**** RECORDS PROVIDED ****
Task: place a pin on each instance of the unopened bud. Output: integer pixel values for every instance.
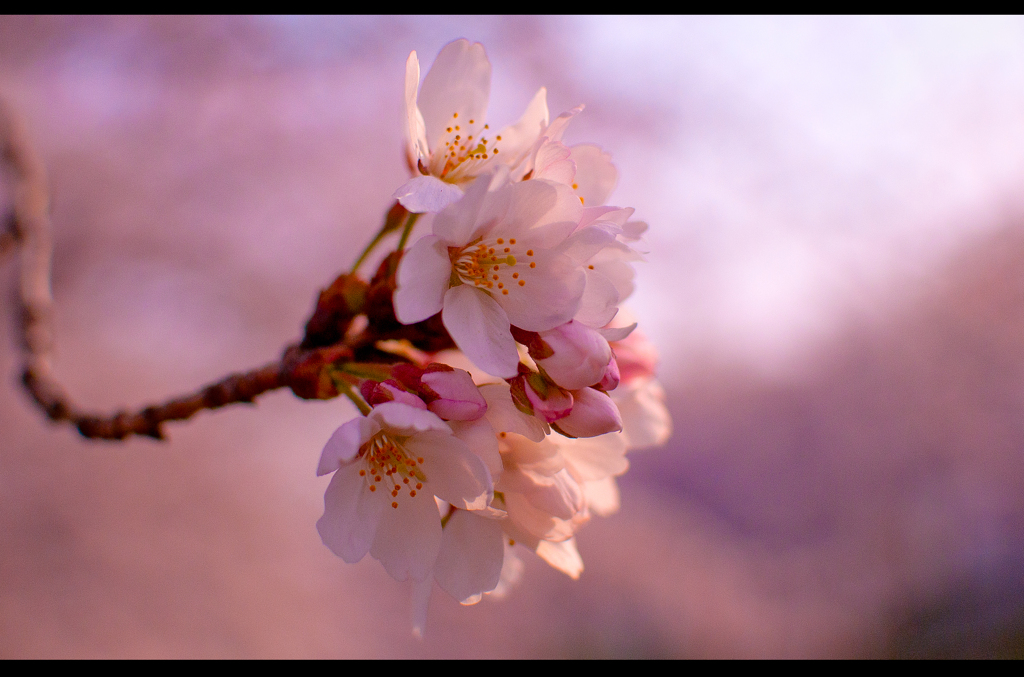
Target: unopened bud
(580, 355)
(458, 397)
(593, 414)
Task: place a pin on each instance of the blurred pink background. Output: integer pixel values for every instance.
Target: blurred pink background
(836, 284)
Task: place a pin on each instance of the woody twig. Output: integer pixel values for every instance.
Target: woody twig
(305, 368)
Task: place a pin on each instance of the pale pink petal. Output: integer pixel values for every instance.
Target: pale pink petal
(479, 435)
(593, 414)
(590, 459)
(595, 175)
(518, 139)
(616, 333)
(592, 214)
(536, 522)
(415, 129)
(419, 603)
(602, 497)
(427, 194)
(557, 406)
(351, 514)
(645, 419)
(581, 355)
(454, 472)
(613, 264)
(423, 278)
(408, 537)
(504, 416)
(470, 559)
(530, 203)
(404, 420)
(460, 398)
(553, 163)
(557, 127)
(599, 302)
(399, 395)
(457, 224)
(459, 82)
(480, 328)
(550, 294)
(634, 229)
(586, 243)
(345, 442)
(512, 568)
(562, 555)
(559, 496)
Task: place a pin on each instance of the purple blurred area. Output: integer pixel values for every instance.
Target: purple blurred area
(836, 283)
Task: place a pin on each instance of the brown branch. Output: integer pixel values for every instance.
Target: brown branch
(236, 388)
(29, 228)
(307, 369)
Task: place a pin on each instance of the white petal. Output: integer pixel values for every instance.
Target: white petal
(479, 435)
(558, 496)
(645, 419)
(562, 556)
(470, 559)
(595, 175)
(460, 398)
(588, 242)
(427, 194)
(408, 537)
(404, 420)
(480, 329)
(602, 497)
(414, 119)
(581, 355)
(419, 602)
(591, 459)
(457, 224)
(518, 139)
(557, 127)
(351, 513)
(512, 568)
(616, 333)
(553, 164)
(530, 205)
(504, 416)
(454, 472)
(599, 302)
(593, 414)
(459, 82)
(345, 442)
(423, 278)
(550, 295)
****
**REQUIREMENT**: The expected output is every entry above, retyped exactly, with the pictures removed.

**RESULT OF THIS TASK**:
Task: place a pin on each instance of the unopened bud. Output: integer pixel values for every instance.
Target: unopened bud
(580, 355)
(458, 397)
(593, 414)
Task: place a pin on each instance of the blurred pink background. Output: integer pixel values for every instance.
Target: blurred pink background
(836, 284)
Task: place a pin on each instance of the woody twig. Output: integer pixel values for every instance.
Target: woody twig
(305, 368)
Task: place a pin on each instance of the pale pink petal. Output: integer pixel values for every instance.
Target: pale pink petal
(479, 435)
(593, 414)
(590, 459)
(595, 175)
(518, 139)
(616, 333)
(592, 214)
(536, 522)
(415, 129)
(419, 603)
(602, 497)
(427, 194)
(557, 406)
(351, 514)
(645, 419)
(581, 355)
(454, 472)
(613, 264)
(423, 278)
(408, 537)
(504, 416)
(470, 559)
(530, 203)
(404, 420)
(460, 398)
(553, 163)
(557, 127)
(599, 302)
(399, 395)
(457, 224)
(459, 82)
(480, 328)
(550, 294)
(634, 229)
(586, 243)
(345, 442)
(512, 568)
(562, 555)
(559, 496)
Task: place a pin on each instance of the purple blurred area. Output: integer pixel values for every instance.
Target: purple blurred area
(836, 283)
Task: place a pin on each instance of the brown branch. Output: integer pixel values for every instance.
Target: brown branch
(236, 388)
(29, 228)
(307, 369)
Task: place a pin on each instance of the white petal. Output: integer pixel values for every instance.
Target: white petal
(479, 435)
(558, 496)
(645, 419)
(562, 556)
(470, 559)
(595, 175)
(460, 398)
(588, 242)
(427, 194)
(408, 537)
(404, 420)
(480, 329)
(602, 497)
(414, 119)
(581, 355)
(419, 602)
(591, 459)
(457, 224)
(518, 139)
(557, 127)
(351, 513)
(512, 568)
(616, 333)
(553, 164)
(530, 205)
(504, 416)
(454, 472)
(599, 302)
(593, 414)
(459, 82)
(345, 442)
(423, 278)
(550, 295)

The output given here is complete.